_SET OF TASKS_
(a) Answer each question using the excerpt on income and population, on its own line, marked as shown:
(i) What does the writer call the major assumption made?
(ii) Why is the model fairly robust to changes in the production function or the utility function?
(iii) Which other theory does the post say it applies to, and why?
(b) Summarize the excerpt on income and population in two sentences.
(c) Please reproduce the excerpt on income and population word for word, starting with "What do you" and going on through "priorities should be?".

_EXCERPTED TEXT_
[start]

This calculation uncovered an interesting (to me, at least) paradox. The current variation in per-capita incomes across countries is far larger than -fold or even -fold, so according to this model, regardless of the critical income level you choose, either a lot of countries are far below the critical level (and the lives of the people in them are not worth living by a large margin), or a lot of countries are far above the optimal income level (and their populations should increase until their per-capita incomes decrease by a large amount). This implies some strange priorities: if the critical level is high, then it'd be good to reduce the population of a low-income country even if it decreases their per-capita income greatly, and if the critical level is low, poverty reduction in high-income is unimportant, since it'd be much better to increase the birth rate of poor (in high-income countries) people.

Although this model is very simple, it's fairly robust to changes in the production function or the utility function, since the differences in income between countries are so large. The major assumption I made is that CLU is reasonable. This post applies to total utilitarianism as well, since it is a special case of CLU.

What do you think? Do you agree with CLU or a similar theory? If you do, what are the problems with my model? If you agree with CLU and think this model is basically correct, what does it imply about what an effective altruist's priorities should be?

[end]

_STORED RECORDS_
[start]

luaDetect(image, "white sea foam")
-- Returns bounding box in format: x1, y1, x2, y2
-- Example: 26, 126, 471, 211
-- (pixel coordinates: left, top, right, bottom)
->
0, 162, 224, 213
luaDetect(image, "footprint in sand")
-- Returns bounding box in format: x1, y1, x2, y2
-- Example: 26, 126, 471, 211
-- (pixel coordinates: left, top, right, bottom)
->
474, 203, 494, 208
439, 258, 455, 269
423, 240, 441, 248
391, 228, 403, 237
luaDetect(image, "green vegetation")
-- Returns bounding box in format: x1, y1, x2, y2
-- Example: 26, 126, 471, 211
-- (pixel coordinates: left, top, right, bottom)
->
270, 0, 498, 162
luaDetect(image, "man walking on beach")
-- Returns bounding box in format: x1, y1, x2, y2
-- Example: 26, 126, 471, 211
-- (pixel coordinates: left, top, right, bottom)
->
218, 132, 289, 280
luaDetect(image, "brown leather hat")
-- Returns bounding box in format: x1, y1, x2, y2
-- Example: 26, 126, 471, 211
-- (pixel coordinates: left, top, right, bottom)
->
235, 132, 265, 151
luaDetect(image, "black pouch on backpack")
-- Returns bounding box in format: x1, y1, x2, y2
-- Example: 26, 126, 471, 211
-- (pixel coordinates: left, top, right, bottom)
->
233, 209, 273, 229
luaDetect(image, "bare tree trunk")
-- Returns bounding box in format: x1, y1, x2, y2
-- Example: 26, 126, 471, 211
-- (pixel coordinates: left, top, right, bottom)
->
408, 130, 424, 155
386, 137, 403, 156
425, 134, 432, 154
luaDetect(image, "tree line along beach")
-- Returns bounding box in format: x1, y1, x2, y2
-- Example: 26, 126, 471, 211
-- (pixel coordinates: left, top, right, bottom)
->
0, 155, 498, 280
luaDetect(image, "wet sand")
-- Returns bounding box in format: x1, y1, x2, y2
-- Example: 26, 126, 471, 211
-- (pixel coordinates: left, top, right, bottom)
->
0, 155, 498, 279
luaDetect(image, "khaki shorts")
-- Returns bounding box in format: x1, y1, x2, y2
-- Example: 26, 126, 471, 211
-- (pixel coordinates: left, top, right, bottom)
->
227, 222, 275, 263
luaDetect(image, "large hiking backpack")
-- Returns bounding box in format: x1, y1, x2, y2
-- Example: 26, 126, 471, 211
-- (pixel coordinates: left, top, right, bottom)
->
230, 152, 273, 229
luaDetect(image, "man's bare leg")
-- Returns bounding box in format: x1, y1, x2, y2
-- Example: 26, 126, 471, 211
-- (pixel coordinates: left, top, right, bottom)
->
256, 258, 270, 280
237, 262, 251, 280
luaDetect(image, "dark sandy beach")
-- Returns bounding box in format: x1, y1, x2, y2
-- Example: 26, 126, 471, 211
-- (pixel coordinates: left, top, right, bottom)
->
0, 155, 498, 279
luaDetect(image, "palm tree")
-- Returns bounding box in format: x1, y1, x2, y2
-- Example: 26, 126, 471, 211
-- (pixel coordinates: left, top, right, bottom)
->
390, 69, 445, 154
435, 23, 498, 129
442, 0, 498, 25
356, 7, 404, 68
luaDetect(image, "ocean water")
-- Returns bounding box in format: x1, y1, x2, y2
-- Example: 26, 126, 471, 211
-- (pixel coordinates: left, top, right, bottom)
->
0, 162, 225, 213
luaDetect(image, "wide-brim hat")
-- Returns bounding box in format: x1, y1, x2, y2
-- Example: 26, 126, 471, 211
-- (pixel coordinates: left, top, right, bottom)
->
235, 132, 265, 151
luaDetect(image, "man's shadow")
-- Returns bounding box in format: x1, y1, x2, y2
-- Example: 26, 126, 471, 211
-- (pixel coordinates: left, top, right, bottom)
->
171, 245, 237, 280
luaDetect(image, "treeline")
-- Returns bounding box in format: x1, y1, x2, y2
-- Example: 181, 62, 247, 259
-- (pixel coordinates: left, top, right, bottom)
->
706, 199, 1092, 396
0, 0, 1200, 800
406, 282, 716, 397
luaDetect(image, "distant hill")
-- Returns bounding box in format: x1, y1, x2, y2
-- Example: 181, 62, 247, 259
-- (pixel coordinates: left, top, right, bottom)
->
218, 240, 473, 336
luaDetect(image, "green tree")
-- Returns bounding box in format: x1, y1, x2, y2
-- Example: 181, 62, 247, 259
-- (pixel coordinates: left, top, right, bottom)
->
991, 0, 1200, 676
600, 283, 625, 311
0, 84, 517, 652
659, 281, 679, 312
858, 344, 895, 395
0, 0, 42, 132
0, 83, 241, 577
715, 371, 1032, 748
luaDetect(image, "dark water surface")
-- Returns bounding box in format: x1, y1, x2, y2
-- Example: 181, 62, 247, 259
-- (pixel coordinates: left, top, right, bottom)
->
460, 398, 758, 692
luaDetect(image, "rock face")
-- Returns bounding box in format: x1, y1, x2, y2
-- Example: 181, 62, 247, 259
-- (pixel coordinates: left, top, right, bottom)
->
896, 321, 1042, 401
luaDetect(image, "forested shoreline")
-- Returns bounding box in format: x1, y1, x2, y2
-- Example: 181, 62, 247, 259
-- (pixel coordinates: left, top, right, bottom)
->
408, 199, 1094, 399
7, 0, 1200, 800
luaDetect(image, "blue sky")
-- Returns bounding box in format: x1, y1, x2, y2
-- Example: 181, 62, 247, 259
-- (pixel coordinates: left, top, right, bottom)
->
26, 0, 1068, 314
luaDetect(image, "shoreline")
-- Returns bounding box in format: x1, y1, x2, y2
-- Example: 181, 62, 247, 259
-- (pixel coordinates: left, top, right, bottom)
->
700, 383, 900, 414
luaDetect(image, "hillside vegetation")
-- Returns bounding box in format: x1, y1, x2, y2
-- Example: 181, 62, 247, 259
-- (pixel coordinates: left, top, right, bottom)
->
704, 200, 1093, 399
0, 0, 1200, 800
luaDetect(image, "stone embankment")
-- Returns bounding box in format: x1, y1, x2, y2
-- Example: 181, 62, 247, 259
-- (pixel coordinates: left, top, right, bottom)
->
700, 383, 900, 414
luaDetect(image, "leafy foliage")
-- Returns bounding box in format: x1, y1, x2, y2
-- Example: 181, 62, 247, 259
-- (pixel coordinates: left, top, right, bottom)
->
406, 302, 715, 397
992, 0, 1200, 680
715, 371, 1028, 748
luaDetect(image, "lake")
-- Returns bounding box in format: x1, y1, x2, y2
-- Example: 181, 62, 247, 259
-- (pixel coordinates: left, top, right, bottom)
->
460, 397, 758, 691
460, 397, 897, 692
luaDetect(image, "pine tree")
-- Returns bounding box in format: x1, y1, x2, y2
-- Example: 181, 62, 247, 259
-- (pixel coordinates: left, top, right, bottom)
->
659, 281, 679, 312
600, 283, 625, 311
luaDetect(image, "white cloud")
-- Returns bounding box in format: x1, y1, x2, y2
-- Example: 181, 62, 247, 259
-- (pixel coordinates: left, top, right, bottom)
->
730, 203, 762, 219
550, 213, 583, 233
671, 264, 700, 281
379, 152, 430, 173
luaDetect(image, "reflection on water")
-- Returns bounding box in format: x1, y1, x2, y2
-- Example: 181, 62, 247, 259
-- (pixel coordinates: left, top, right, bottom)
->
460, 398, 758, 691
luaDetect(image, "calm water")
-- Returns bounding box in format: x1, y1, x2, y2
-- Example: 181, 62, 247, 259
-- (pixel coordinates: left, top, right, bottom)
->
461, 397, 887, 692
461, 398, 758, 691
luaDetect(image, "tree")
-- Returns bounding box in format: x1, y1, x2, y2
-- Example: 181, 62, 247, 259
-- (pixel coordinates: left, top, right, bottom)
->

[end]

_ANSWERS PROVIDED_
(a)
(i) That CLU is reasonable.
(ii) Because the differences in income between countries are so large.
(iii) Total utilitarianism, because it is a special case of CLU.

(b) Because per-capita incomes vary so widely across countries, the model implies that either many countries are far below any chosen critical income level or many are far above the optimal level. This leads to strange priorities, such as shrinking a low-income country's population or raising birth rates among poor people in high-income countries instead of reducing poverty, though the simple model is fairly robust and rests mainly on the assumption that CLU is reasonable.

(c)
What do you think? Do you agree with CLU or a similar theory? If you do, what are the problems with my model? If you agree with CLU and think this model is basically correct, what does it imply about what an effective altruist's priorities should be?